Supplied records:
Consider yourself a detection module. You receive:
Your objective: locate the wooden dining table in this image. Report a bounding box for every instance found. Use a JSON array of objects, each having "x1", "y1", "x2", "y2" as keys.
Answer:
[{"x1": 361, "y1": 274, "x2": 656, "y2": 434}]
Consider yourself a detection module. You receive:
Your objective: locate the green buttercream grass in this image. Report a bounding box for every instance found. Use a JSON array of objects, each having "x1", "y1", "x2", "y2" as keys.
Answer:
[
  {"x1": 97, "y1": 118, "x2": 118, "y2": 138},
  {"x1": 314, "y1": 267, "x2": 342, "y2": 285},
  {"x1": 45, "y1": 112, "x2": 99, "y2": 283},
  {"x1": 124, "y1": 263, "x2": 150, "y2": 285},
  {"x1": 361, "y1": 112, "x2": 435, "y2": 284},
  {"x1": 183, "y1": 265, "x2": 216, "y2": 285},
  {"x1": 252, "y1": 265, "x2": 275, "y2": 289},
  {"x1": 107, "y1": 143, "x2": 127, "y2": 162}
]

To do:
Select every line of the data above that contains the string "array" and copy those lines.

Finished task:
Your objective: locate the wooden dining table in this image. Report a bounding box for every instance found. Use a JSON array of objects, each having "x1", "y1", "x2", "y2" as keys.
Your objective: locate the green buttercream grass in this image. Report a bounding box for every instance found. Use a JSON array of objects, each having "x1", "y1", "x2", "y2" as keys.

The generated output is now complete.